* **DOCUMENT PASSAGE**:

***

# Did you know there are four types of Havanese?



## El Bueno Habanero (Oct 20, 2009)

Just came across a very interesting article, and wanted to share this with you all. When I was looking out for a havanese puppy I visited a few different breeders, and it did look like different breeders had very different havanese types. At the time I didn't know very much about the breed, and I never had met a hava in person (most people in the Netherlands have never heard of hava's, and I almost never see one on streets). Some breeders had hava's I really liked, others absolutely not, to be honest. I found this to be really strange and thought it was me lol. This article explains everything!

http://www.havanasilkdog.org/thearizonaconundrum.html


----------



## davetgabby (Dec 29, 2007)

yeah Sena, most people here are aware of this.


----------



## El Bueno Habanero (Oct 20, 2009)

LOL. Then it could be helpful to some newbies researching the breed right now .


----------



## The Laughing Magpie (Aug 20, 2009)

Sena, You have a very pretty name. In Holland you have a Maiden Effort and Mucho Bravo, these are very elite kennels in the Havanese world along with Pillow Talk in Germany. My Nephew has a Maiden Effort dog, of course here in America we have many kennels some really wonderful some ok, and then the rest. But Holland is small and has several great kennels. You are right about Havanese looking soooo different my girl and boy look different in the nose and hair, everything else is the same only in my boy he is supper sized (very American) and my girl is very petite (very European, hehehe). I really love the red colors of the Havanese in Europe.


----------



## evaofnc (Feb 22, 2011)

This was a very interesting read. Thanks for posting


----------



## El Bueno Habanero (Oct 20, 2009)

Thnx .

I have met quite a few of Mucho Bravo dogs on havanese walks the Havanese club organizes twice a year. A friend of mine has one sweet Mucho Bravo boy. I must however say that I prefer petite hava's like my Fedja is (11 lbs, and 10" and that for a boy!). He is on a small side for a male hava even being European lol. All MB dogs i have seen looked sturdy and heavy boned. They are nice dogs with good personalities, just not my type.
Maiden Effort is not recognized kennel with a Havanese Club Netherland. I don't know why.

***

* **GIVEN TASK 1**: List the username of every person who posted in the Havanese thread.
The rows that follow have no connection to the Havanese thread.

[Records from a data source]
***

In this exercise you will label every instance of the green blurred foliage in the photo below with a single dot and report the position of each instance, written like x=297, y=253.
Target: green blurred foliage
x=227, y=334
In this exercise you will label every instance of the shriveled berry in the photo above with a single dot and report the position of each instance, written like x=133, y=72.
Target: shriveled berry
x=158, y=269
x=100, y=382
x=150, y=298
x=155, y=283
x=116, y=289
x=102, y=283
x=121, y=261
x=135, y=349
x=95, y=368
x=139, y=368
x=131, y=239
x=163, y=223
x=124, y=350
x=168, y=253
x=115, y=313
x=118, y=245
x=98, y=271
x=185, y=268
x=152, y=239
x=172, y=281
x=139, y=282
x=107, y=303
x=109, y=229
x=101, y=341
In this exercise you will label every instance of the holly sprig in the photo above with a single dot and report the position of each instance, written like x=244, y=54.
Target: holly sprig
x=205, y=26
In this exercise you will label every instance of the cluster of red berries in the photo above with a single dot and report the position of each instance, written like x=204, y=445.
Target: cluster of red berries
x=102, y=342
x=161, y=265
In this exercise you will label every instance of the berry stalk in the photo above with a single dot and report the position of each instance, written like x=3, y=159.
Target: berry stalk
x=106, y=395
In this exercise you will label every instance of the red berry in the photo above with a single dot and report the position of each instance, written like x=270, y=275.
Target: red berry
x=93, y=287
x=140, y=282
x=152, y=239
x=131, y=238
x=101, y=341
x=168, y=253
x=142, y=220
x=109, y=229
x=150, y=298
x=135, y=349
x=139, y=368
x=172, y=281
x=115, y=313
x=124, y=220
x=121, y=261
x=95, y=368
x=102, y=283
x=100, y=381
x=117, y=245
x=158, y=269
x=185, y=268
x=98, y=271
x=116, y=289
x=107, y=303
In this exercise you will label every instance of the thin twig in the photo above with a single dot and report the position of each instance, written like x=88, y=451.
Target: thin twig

***

* **GIVEN TASK 2**: In the rows, from the line with "In this exercise you will label every instance of the shriveled" to the line with "x=106, y=395", substitute "wrinkled berry" for "shriveled berry" and return only those lines, otherwise unchanged.

* **COMPLETE ANSWER 1**: El Bueno Habanero, davetgabby, The Laughing Magpie, evaofnc

* **COMPLETE ANSWER 2**:
In this exercise you will label every instance of the wrinkled berry in the photo above with a single dot and report the position of each instance, written like x=133, y=72.
Target: wrinkled berry
x=158, y=269
x=100, y=382
x=150, y=298
x=155, y=283
x=116, y=289
x=102, y=283
x=121, y=261
x=135, y=349
x=95, y=368
x=139, y=368
x=131, y=239
x=163, y=223
x=124, y=350
x=168, y=253
x=115, y=313
x=118, y=245
x=98, y=271
x=185, y=268
x=152, y=239
x=172, y=281
x=139, y=282
x=107, y=303
x=109, y=229
x=101, y=341
In this exercise you will label every instance of the holly sprig in the photo above with a single dot and report the position of each instance, written like x=244, y=54.
Target: holly sprig
x=205, y=26
In this exercise you will label every instance of the cluster of red berries in the photo above with a single dot and report the position of each instance, written like x=204, y=445.
Target: cluster of red berries
x=102, y=342
x=161, y=265
In this exercise you will label every instance of the berry stalk in the photo above with a single dot and report the position of each instance, written like x=3, y=159.
Target: berry stalk
x=106, y=395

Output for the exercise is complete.